**** EXCERPTED DATA

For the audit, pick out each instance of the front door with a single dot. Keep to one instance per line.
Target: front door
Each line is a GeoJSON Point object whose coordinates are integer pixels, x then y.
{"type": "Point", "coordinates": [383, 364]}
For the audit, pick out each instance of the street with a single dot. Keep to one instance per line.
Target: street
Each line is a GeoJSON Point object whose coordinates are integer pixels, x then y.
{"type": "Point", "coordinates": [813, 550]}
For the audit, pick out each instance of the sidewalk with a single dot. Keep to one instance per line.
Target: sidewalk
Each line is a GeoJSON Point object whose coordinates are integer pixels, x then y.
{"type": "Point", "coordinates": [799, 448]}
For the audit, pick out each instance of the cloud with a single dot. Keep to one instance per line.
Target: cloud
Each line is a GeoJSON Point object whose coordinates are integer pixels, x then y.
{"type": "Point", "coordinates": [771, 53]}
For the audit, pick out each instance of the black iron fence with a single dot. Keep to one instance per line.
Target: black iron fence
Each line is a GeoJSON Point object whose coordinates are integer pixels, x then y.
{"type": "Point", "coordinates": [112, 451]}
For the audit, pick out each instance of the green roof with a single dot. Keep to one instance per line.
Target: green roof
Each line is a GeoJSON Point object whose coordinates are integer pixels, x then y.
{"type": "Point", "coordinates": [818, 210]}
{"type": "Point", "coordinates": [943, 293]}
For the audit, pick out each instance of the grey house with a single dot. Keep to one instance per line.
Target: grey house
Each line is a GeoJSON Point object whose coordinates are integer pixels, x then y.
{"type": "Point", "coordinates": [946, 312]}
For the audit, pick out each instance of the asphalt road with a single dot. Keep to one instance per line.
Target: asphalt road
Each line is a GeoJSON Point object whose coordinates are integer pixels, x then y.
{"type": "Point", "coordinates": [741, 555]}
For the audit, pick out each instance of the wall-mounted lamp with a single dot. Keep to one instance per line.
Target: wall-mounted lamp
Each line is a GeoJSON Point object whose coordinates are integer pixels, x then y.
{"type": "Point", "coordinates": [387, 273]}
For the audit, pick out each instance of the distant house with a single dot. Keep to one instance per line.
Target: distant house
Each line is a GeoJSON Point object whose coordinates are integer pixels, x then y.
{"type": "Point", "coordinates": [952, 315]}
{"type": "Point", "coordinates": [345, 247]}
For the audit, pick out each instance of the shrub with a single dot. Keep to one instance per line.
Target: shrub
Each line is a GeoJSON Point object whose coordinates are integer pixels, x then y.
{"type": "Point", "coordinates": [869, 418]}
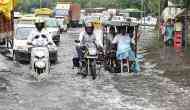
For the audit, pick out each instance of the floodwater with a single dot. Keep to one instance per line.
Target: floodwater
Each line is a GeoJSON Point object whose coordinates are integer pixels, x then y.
{"type": "Point", "coordinates": [64, 90]}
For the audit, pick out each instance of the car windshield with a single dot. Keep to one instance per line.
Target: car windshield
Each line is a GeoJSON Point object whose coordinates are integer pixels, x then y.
{"type": "Point", "coordinates": [26, 22]}
{"type": "Point", "coordinates": [51, 23]}
{"type": "Point", "coordinates": [23, 33]}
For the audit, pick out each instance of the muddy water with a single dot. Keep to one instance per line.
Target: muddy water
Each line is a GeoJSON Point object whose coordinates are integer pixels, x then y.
{"type": "Point", "coordinates": [66, 91]}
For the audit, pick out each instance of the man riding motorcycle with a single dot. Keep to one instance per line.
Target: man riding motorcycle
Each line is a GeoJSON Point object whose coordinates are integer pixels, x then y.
{"type": "Point", "coordinates": [40, 36]}
{"type": "Point", "coordinates": [40, 39]}
{"type": "Point", "coordinates": [86, 37]}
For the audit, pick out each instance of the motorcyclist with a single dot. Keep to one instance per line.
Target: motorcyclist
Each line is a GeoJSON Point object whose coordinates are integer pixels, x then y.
{"type": "Point", "coordinates": [40, 36]}
{"type": "Point", "coordinates": [86, 37]}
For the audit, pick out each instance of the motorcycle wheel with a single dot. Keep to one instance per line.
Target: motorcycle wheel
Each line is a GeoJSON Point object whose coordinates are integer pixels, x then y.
{"type": "Point", "coordinates": [93, 69]}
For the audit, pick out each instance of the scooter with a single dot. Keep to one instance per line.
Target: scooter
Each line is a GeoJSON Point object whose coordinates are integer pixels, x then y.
{"type": "Point", "coordinates": [40, 63]}
{"type": "Point", "coordinates": [87, 64]}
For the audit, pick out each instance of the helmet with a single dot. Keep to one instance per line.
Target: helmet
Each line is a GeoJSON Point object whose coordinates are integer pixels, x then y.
{"type": "Point", "coordinates": [89, 28]}
{"type": "Point", "coordinates": [123, 30]}
{"type": "Point", "coordinates": [40, 24]}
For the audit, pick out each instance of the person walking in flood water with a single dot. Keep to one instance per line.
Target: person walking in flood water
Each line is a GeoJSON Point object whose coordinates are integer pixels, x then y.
{"type": "Point", "coordinates": [169, 33]}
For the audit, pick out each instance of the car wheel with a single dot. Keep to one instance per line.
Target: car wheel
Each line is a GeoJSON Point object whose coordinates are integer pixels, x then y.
{"type": "Point", "coordinates": [14, 56]}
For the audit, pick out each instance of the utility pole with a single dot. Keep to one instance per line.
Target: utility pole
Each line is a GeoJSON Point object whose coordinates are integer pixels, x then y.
{"type": "Point", "coordinates": [40, 3]}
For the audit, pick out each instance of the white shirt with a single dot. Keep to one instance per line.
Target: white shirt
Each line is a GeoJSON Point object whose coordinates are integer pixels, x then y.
{"type": "Point", "coordinates": [85, 38]}
{"type": "Point", "coordinates": [122, 41]}
{"type": "Point", "coordinates": [40, 40]}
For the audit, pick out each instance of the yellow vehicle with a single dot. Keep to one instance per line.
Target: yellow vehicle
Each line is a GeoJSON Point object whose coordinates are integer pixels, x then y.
{"type": "Point", "coordinates": [26, 20]}
{"type": "Point", "coordinates": [97, 24]}
{"type": "Point", "coordinates": [43, 12]}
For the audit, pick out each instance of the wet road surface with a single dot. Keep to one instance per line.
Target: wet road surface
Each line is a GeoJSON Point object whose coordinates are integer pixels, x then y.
{"type": "Point", "coordinates": [66, 91]}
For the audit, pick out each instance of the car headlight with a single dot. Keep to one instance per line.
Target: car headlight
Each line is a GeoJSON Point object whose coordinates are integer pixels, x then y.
{"type": "Point", "coordinates": [54, 32]}
{"type": "Point", "coordinates": [21, 48]}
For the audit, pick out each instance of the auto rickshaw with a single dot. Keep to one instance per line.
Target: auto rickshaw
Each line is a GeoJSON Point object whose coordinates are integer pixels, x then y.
{"type": "Point", "coordinates": [111, 29]}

********

YOUR OBJECTIVE:
What lines in the material include the string "roof"? Pull each one out.

FINISHED TASK:
For the audit, pick out each instance of the green roof with a single dot. Keep to one instance per line.
Target: green roof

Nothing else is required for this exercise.